§ **Task description**:
Transcribe verbatim the lines of the records below, beginning with the line that contains "819, row 58." and continuing through the final line of the records, with both ends included.

§ **Record extracts**:
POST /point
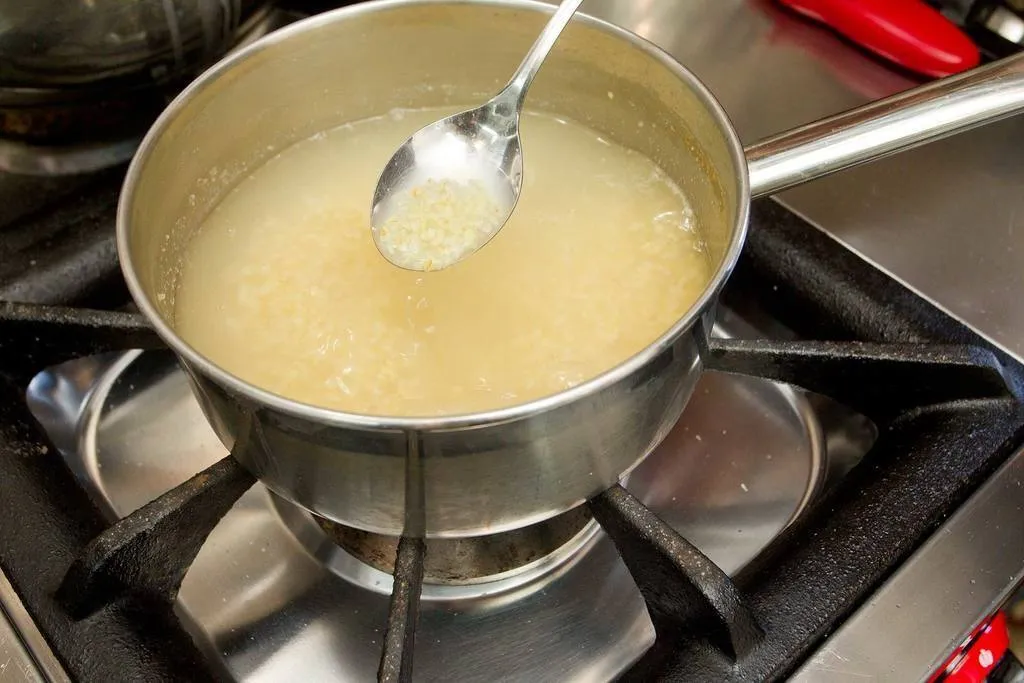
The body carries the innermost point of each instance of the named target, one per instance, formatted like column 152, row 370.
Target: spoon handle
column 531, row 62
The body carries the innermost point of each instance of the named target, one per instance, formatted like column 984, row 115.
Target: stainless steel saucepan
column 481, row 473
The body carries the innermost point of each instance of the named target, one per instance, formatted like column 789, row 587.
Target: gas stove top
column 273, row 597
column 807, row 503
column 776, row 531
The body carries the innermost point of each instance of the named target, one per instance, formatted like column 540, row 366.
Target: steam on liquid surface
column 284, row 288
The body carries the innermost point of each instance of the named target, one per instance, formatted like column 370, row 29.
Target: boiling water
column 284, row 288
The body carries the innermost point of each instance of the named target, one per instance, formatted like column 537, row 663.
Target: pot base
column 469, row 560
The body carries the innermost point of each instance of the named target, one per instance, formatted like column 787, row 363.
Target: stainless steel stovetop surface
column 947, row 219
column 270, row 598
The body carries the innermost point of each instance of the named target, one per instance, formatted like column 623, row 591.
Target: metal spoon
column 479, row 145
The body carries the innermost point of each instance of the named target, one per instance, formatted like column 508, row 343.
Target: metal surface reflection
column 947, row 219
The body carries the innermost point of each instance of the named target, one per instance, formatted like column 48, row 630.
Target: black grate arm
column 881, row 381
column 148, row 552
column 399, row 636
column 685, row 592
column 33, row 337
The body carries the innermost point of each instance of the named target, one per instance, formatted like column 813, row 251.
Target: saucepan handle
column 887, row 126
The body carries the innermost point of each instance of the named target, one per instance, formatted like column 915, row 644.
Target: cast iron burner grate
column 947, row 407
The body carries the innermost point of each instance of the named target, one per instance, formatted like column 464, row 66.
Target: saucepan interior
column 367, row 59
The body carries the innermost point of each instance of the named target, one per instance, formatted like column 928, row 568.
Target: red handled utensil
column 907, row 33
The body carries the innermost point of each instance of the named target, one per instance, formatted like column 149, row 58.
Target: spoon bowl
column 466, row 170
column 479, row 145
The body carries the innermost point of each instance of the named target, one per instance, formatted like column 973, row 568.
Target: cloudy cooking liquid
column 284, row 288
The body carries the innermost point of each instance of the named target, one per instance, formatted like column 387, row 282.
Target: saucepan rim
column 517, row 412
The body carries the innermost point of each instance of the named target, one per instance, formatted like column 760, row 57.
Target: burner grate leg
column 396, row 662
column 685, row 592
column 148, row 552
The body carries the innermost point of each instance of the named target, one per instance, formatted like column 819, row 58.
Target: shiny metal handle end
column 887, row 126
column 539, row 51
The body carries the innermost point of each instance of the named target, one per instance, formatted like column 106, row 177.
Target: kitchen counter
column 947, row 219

§ **Solution for this task**:
The body carries the innermost point of each instance of the named target, one per instance, formatted like column 819, row 58.
Target: shiny metal handle end
column 887, row 126
column 539, row 51
The body carries the innermost point of each instance of the named target, one per instance, formatted like column 106, row 177.
Target: kitchen counter
column 947, row 219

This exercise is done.